▶ **The problem**: How many lines of the entries below include the word "cloud"? Answer with the number alone.
─── Listed entries ───
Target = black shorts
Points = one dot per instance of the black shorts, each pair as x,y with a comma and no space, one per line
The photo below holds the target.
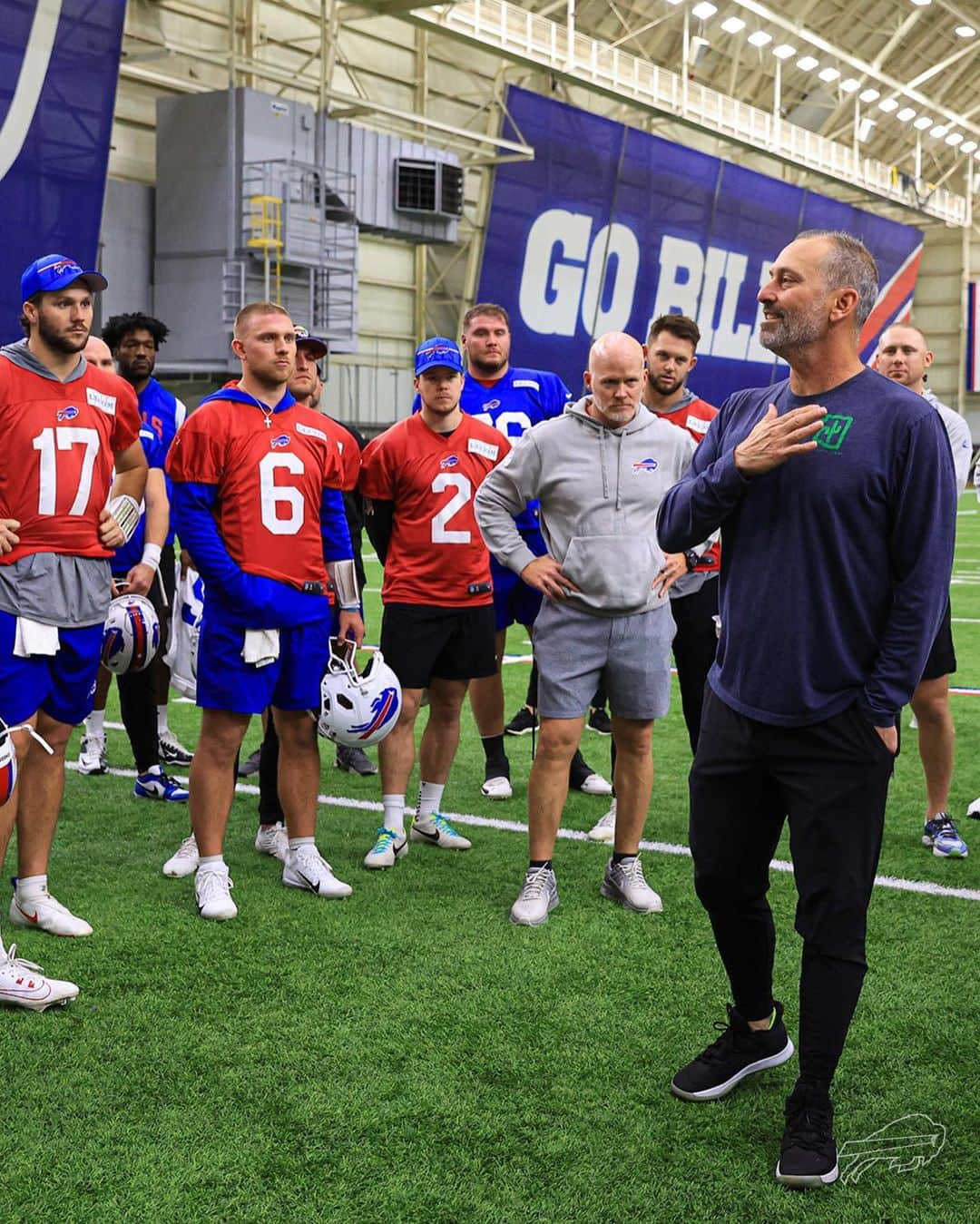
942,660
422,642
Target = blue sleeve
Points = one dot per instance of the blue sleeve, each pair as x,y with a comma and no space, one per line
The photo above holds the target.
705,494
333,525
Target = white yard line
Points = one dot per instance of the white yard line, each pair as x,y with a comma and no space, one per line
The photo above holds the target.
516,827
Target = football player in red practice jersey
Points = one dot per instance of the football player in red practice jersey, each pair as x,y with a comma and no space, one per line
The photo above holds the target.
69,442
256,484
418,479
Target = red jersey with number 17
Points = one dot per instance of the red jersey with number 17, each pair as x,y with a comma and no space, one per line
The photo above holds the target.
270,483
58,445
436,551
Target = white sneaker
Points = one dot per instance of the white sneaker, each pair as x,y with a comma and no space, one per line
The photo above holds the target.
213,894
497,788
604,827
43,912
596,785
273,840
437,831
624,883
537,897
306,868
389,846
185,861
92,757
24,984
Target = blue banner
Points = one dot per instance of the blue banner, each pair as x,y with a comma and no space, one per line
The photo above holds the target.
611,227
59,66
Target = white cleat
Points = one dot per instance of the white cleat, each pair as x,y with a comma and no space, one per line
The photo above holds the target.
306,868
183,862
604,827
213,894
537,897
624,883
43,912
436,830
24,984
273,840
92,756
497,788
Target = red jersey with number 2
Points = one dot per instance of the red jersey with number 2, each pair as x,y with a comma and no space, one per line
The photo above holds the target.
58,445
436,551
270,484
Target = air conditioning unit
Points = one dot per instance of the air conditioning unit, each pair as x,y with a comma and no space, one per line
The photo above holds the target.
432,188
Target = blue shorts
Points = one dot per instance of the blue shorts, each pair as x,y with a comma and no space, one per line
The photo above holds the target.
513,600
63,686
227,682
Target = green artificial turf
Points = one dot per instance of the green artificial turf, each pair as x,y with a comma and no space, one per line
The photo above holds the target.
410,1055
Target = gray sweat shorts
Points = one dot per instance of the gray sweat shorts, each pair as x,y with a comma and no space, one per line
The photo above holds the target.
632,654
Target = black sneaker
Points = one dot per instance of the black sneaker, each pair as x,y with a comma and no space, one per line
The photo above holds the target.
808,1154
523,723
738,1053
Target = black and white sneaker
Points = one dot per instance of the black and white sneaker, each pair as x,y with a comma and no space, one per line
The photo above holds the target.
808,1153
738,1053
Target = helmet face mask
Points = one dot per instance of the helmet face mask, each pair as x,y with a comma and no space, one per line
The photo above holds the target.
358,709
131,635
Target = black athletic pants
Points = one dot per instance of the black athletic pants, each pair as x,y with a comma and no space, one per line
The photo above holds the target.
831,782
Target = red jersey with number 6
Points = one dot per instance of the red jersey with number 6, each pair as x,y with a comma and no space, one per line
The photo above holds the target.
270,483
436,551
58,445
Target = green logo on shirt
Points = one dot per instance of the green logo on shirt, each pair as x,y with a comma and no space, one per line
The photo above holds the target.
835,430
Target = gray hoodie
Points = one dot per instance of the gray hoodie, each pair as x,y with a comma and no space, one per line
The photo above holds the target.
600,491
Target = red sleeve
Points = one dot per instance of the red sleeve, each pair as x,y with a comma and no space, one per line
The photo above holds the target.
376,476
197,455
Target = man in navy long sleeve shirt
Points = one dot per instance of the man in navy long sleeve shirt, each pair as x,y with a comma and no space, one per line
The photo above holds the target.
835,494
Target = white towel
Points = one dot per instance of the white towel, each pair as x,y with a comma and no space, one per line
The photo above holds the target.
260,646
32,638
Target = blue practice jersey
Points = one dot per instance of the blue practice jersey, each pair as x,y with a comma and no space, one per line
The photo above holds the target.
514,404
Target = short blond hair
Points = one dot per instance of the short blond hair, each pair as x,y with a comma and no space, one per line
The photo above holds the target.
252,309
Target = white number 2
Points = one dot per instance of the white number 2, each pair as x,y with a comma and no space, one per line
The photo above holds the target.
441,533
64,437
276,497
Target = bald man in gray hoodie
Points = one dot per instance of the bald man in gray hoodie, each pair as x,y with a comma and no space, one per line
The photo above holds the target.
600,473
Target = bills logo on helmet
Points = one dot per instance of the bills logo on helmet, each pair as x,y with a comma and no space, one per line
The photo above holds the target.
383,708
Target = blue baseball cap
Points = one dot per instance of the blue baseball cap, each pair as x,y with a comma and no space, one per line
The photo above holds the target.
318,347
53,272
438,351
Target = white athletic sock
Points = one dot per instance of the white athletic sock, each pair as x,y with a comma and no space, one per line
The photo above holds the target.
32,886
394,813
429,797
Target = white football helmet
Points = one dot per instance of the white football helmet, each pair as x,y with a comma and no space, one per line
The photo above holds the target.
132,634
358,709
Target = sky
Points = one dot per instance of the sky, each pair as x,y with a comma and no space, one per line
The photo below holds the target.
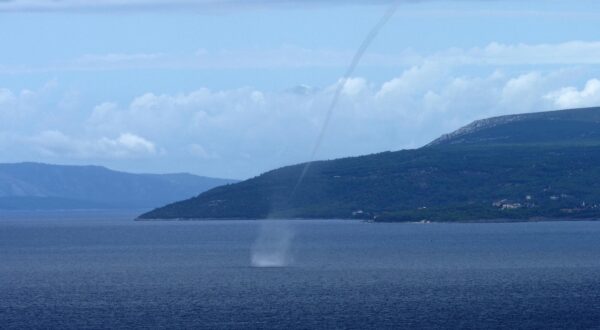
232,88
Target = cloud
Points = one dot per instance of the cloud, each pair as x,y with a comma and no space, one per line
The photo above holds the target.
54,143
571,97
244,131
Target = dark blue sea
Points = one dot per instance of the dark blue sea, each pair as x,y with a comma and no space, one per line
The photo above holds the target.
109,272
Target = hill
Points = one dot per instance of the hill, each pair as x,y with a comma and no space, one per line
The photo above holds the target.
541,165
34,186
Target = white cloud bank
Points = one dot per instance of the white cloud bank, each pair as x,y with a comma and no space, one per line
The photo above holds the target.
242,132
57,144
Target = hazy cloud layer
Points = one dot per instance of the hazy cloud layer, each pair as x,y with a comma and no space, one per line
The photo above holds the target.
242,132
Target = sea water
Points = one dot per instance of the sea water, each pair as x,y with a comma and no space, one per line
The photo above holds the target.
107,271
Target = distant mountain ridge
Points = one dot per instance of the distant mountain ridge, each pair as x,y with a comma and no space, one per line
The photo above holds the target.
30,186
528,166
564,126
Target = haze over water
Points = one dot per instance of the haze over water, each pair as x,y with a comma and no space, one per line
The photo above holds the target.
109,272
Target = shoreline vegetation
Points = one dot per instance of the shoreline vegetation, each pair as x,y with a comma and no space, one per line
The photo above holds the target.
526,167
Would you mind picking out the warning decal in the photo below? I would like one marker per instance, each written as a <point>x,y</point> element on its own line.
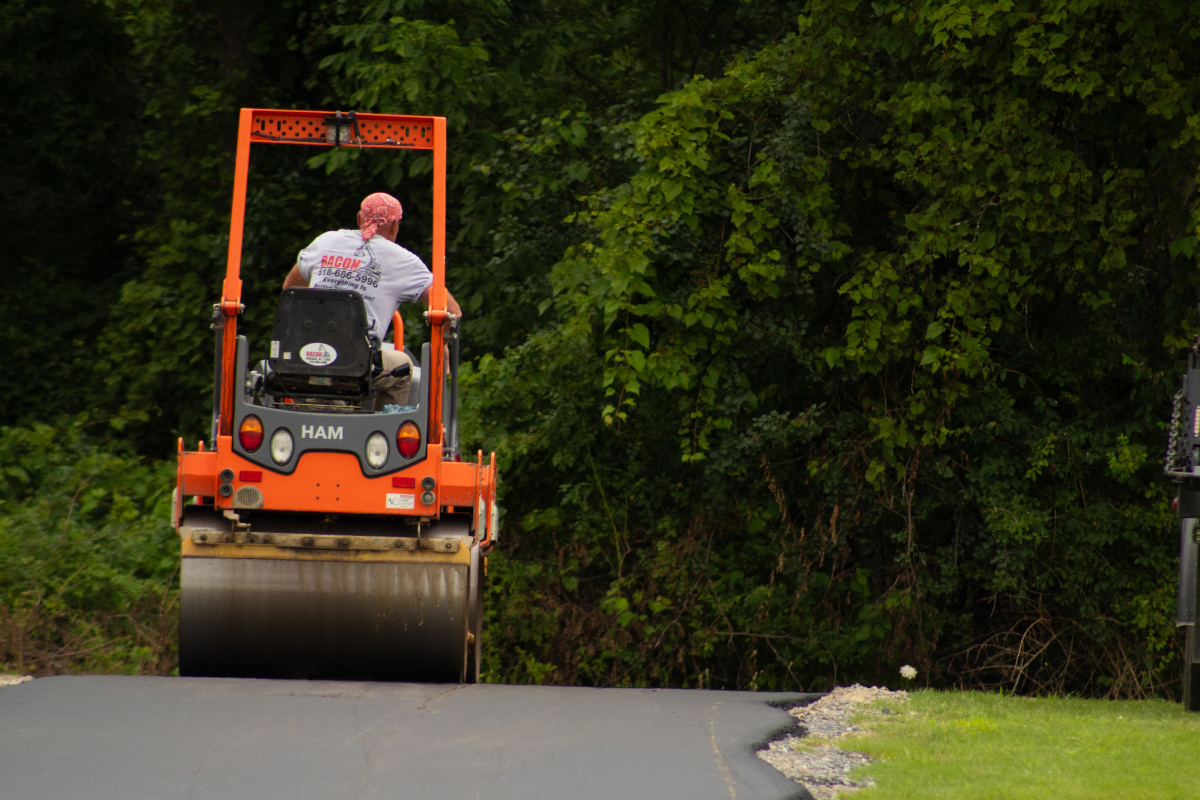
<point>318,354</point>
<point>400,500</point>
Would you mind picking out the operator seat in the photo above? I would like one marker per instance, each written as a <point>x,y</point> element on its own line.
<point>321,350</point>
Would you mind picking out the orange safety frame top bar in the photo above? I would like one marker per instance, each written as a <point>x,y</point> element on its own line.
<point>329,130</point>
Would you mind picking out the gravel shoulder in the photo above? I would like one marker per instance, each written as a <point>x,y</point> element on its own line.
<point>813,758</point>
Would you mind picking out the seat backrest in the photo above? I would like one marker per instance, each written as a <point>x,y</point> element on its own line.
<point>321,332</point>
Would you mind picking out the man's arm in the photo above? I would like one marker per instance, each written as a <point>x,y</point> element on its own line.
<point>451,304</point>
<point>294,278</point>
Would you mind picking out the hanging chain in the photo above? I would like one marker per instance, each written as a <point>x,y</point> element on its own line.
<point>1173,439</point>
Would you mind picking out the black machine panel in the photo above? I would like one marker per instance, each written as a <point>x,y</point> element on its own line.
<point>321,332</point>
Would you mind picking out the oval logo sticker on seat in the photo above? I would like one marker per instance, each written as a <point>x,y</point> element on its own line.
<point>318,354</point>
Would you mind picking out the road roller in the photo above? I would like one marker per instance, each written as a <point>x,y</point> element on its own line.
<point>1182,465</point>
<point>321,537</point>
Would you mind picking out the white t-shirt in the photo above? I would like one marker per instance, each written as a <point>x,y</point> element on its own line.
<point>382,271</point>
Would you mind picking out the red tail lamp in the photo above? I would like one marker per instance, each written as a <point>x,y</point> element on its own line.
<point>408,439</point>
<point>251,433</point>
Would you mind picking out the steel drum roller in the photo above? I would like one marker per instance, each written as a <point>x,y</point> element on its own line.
───
▶ **Output of the exercise**: 6